_Aim of the task_: Nothing but the lines from the one containing "Exercise. Pin every instance of the tall" through the last line of the records below should be written out, each exactly as it stands.

[Dataset content Boundary: Start]

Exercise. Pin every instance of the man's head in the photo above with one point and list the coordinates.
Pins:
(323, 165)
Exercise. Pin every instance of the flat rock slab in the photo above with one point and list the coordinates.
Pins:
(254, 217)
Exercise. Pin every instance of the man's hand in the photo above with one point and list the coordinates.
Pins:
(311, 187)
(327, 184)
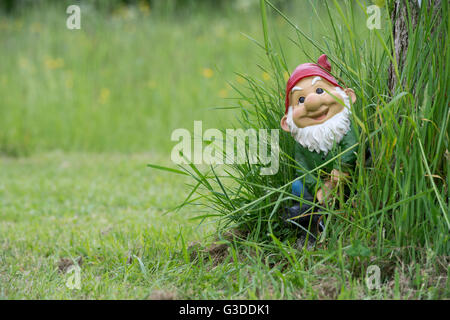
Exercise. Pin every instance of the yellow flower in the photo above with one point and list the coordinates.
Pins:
(151, 84)
(104, 95)
(223, 93)
(69, 83)
(24, 63)
(208, 73)
(54, 63)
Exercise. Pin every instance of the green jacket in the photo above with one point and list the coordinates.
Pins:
(309, 160)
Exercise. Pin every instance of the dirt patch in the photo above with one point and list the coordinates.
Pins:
(65, 263)
(162, 295)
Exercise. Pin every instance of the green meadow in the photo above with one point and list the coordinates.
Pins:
(82, 113)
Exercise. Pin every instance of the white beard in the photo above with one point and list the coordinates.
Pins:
(323, 136)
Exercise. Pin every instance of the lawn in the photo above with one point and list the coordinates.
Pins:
(83, 112)
(109, 210)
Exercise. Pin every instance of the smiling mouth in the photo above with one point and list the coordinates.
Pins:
(321, 116)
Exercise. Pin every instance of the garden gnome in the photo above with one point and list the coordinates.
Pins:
(318, 116)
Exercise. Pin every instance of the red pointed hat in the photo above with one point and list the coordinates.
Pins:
(321, 69)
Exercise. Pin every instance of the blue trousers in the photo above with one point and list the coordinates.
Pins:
(299, 190)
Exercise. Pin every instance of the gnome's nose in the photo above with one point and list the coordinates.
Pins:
(312, 102)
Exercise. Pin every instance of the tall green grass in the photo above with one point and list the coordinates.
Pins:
(397, 212)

[Dataset content Boundary: End]

_Answer to the problem_:
Exercise. Pin every instance of the tall green grass in the photo above with one point and list the coordinates.
Pins:
(397, 212)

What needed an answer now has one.